Directions:
Reproduce verbatim every line from the one that includes "Where can the tree" to the closing line of the entries; omit everything before it.

Supplied records:
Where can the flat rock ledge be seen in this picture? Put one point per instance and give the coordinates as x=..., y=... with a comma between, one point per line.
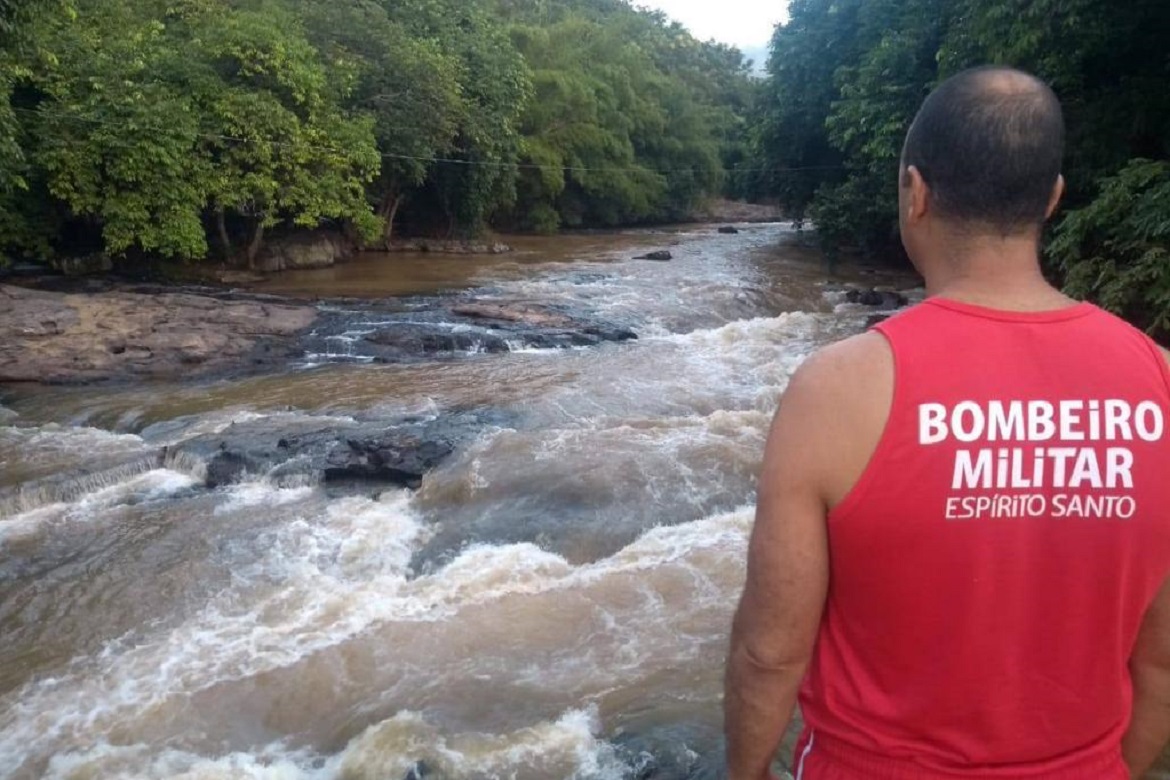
x=64, y=338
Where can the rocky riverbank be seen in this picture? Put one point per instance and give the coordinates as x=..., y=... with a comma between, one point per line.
x=54, y=337
x=148, y=332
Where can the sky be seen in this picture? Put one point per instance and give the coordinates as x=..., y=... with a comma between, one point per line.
x=745, y=23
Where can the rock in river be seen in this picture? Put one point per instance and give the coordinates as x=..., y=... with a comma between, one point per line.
x=52, y=337
x=398, y=453
x=885, y=298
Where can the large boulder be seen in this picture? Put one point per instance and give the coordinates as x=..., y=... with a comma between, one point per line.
x=448, y=247
x=302, y=450
x=424, y=339
x=514, y=312
x=304, y=250
x=878, y=298
x=52, y=337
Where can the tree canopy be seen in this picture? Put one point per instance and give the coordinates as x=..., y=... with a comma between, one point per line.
x=846, y=77
x=195, y=128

Exercise result:
Where can the tree canopy be seen in this picture? Put one point per instance and give the coordinates as x=..., y=... with a comma between, one point per line.
x=846, y=77
x=195, y=128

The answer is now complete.